● **REQUIRED WORK**
Scan the entries below and extract each line with the word "green" in it.

● **Records contained in a dataset**

[Start of Attachment]

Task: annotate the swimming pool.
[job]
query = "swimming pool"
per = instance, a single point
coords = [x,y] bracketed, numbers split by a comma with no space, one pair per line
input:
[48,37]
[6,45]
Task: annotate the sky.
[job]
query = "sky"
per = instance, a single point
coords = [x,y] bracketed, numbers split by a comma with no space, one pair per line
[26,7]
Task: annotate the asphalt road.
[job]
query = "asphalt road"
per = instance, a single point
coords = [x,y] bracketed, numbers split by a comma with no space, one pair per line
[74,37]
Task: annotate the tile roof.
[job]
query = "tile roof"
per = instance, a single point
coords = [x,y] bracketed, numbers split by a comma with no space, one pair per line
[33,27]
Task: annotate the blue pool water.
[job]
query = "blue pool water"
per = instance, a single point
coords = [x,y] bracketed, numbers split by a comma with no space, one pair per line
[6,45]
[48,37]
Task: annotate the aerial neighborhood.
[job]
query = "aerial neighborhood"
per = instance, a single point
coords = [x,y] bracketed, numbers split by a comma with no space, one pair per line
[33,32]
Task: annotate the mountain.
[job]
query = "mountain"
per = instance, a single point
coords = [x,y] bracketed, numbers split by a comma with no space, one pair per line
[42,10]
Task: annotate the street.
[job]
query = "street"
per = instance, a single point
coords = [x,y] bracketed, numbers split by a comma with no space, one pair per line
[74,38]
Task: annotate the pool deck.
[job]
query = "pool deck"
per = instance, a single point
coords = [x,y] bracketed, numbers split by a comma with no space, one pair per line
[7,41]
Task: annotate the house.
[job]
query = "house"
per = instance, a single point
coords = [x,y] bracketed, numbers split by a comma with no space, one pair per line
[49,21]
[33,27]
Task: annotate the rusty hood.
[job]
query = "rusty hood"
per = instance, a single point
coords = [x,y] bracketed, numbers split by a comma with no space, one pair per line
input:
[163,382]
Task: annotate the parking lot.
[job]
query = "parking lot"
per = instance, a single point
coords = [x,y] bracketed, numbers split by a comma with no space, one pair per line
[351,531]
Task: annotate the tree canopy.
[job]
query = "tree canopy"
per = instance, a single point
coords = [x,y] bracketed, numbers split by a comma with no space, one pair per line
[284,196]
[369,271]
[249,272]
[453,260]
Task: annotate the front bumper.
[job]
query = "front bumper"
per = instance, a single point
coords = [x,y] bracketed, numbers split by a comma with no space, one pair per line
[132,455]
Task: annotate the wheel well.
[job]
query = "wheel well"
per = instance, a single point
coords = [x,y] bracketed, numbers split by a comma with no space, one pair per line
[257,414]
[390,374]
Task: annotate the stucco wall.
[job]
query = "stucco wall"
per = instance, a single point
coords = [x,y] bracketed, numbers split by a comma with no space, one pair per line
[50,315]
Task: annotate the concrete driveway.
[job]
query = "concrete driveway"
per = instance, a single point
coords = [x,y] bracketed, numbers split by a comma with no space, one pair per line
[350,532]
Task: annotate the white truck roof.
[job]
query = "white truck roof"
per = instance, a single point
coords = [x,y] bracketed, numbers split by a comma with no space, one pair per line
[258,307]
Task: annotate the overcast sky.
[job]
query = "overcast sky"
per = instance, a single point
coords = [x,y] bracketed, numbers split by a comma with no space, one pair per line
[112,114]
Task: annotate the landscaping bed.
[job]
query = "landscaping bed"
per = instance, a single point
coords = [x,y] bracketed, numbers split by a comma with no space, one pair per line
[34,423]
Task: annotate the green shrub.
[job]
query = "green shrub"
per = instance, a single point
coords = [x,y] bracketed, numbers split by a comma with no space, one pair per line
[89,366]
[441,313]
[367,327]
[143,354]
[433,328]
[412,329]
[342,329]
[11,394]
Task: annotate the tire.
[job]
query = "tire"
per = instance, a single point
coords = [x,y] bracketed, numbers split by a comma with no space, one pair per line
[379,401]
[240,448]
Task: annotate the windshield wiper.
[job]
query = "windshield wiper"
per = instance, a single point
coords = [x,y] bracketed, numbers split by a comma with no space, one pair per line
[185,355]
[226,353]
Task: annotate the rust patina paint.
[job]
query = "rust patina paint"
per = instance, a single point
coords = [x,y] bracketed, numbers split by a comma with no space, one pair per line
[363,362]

[End of Attachment]

● **EXERCISE SOLUTION**
Task: annotate the green shrub.
query = "green shrub"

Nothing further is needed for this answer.